▶ [Getoonde tekst]:
>>>

Wat opvalt is dat de hypothese, dat emancipatie positief samenhangt met slachtofferschap, in dit onderzoek nog niet bevestigd nog verworpen kan worden. Er is een kleine trend te zien tussen emancipatie en de mate van slachtofferschap op seksueel gebied. Er is echter geen trend of significantie gevonden tussen emancipatie en de mate van fysieke geweldservaringen. Op basis van eerder onderzoek (O’Sullivan, 1998; van Dijk, 1999; van Dijk, Manchin, van Kesteren & Hideg, 2005), was de verwachting dat een mate van emancipatie zou relateren aan een hogere rapportage van seksueel- en fysiek geweld. De

(20)

verklaring die O’Sulivan (1998) gaf voor deze theorie was dat de emancipatie van vrouwen ervoor kan zorgen dat mannen het gevoel hebben aangetast te worden in hun mannelijkheid. Geëmancipeerde vrouwen zouden agressie oproepen bij mannen, waardoor ze vaker slachtoffer kunnen worden van geweld door mannen (O’Sulivan, 1998). Deze hypothese zou in vervolgonderzoek verder onderzocht moeten worden. Mogelijk is er met een representatieve steekproef een duidelijkere conclusie te trekken.

Uit eerder onderzoek bleek bovendien dat bij 55% van de vrouwelijke slachtoffers van geweld de dader een bekende is (Portegijs & Brakel, 2016). Dit onderzoek toont echter vaker geweld door een onbekende dader (fysiek geweld 14.2%, seksueel geweld 38.6%), gevolgd door een dader uit de familiaire sfeer (fysiek geweld 14.2%, seksueel geweld 29.9%). Het hoge percentage geweldsincidenten, in combinatie met het hoge percentage onbekende daders, zou verklaard kunnen worden door het anonimiseren van de samenleving. Verstedelijking (van Dijk, 1999; van Dijk, Manchin, van Kesteren & Hideg, 2005) en digitalisering (Vanwesenbeeck, 2018) zorgt voor een groeiende anonimiteit van het individu. Gevoelens van anonimiteit bij de dader, zijn daarnaast ook een mogelijke verklaring voor het feit dat dit onderzoek geen significante correlatie toont tussen emancipatie en geweld. Geweld door onbekende daders wordt mogelijk niet versterkt door hoge mate van emancipatie. Voor vervolgonderzoek is het interessant om de woonplaats van de respondent uit te vragen om te kunnen onderzoeken of de stedelijke omgeving als woonplaats een factor is in de mate van geweldservaringen van vrouwen.

Ook de hypothese dat hoogopgeleide vrouwen vaker te maken zouden hebben met geweldsincidenten dan lager opgeleide vrouwen (European Union agency for Fundamental Rights, 2014), werd in dit onderzoek verworpen. Er bleek geen verband tussen opleidingsniveau en de mate van slachtofferschap. De gestelde hypothese wordt daarom niet ondersteund in het huidige onderzoek. Door de beperkte spreiding in de data, met voornamelijk hoogopgeleide

(21)

<<<

▶ [Uit te voeren taken]:
a. Geef bij elke bewering aan of die klopt met de tekst over emancipatie en geweld. Antwoord met ja of nee en citeer de woorden uit de tekst die de doorslag geven.
(i) Er is een significant verband gevonden tussen emancipatie en de mate van fysieke geweldservaringen.
(ii) Eerder onderzoek liet zien dat bij 55% van de vrouwelijke slachtoffers van geweld de dader een bekende is.
(iii) Tussen opleidingsniveau en de mate van slachtofferschap werd geen verband gevonden.
b. Pas in de tekst over emancipatie en geweld het deel aan dat opent met de woorden "verklaring die O’Sulivan" en sluit met "conclusie te trekken.": vervang "representatieve steekproef" door "grotere steekproef" en geef dat deel opnieuw.
c. Schrijf de tekst over emancipatie en geweld verder vanaf het punt waar hij ophoudt.

▶ [Vastgelegde gegevens]:
>>>

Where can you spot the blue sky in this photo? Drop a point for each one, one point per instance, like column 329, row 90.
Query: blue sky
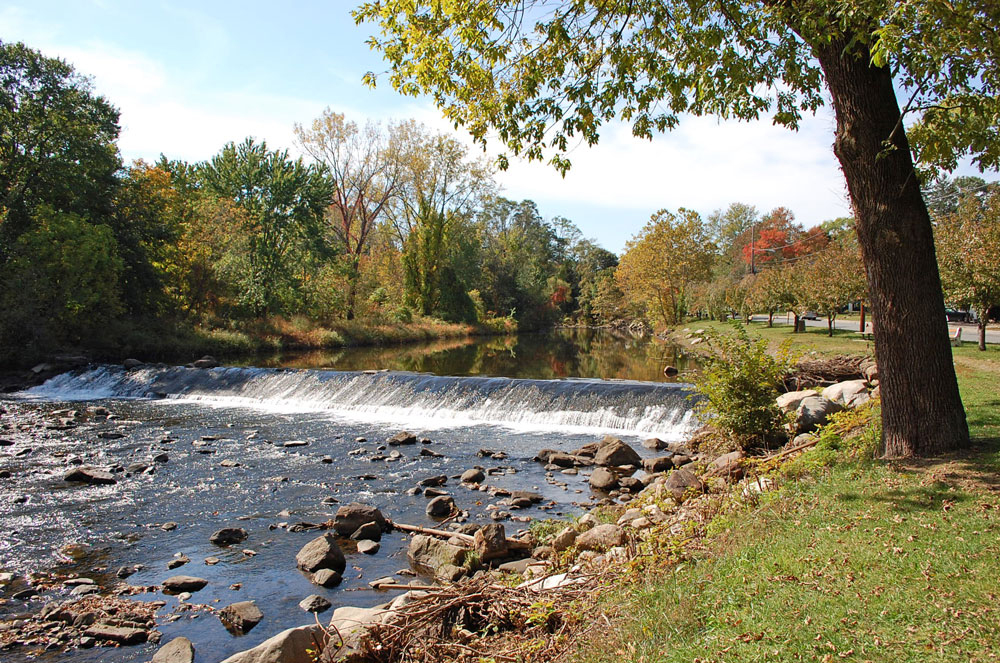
column 191, row 76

<<<

▶ [Verwachte antwoorden]:
a.
(i) Nee: "Er is echter geen trend of significantie gevonden tussen emancipatie en de mate van fysieke geweldservaringen."
(ii) Ja: "Uit eerder onderzoek bleek bovendien dat bij 55% van de vrouwelijke slachtoffers van geweld de dader een bekende is"
(iii) Ja: "Er bleek geen verband tussen opleidingsniveau en de mate van slachtofferschap."

b.
verklaring die O’Sulivan (1998) gaf voor deze theorie was dat de emancipatie van vrouwen ervoor kan zorgen dat mannen het gevoel hebben aangetast te worden in hun mannelijkheid. Geëmancipeerde vrouwen zouden agressie oproepen bij mannen, waardoor ze vaker slachtoffer kunnen worden van geweld door mannen (O’Sulivan, 1998). Deze hypothese zou in vervolgonderzoek verder onderzocht moeten worden. Mogelijk is er met een grotere steekproef een duidelijkere conclusie te trekken.

c.
respondenten, is het mogelijk dat de analyse een vertekend beeld geeft. Uit de analyse bleek echter wel dat ‘de mate van emancipatie’ en opleidingsniveau samenhingen. Hoe hoger opgeleid de respondent hoe verder gevorderd de emancipatie was.

Zoals ook gesteld in de hypothese, blijkt leeftijd significant samen te hangen met de mate waarin de respondent slachtoffer is geweest van fysieke- en seksuele geweldsincidenten. Jongere respondenten waren vaker slachtoffer van geweldsincidenten dan de oudere respondenten. Een mogelijke verklaring voor dit verband kan zijn dat jonge vrouwen zich vaker in een kwetsbare omgeving of positie bevinden (Donker & Lagro-Janssen, 2019; European Union agency for Fundamental Rights, 2014), zoals in uitgaansgelegenheden, of meer wisselende partners hebben.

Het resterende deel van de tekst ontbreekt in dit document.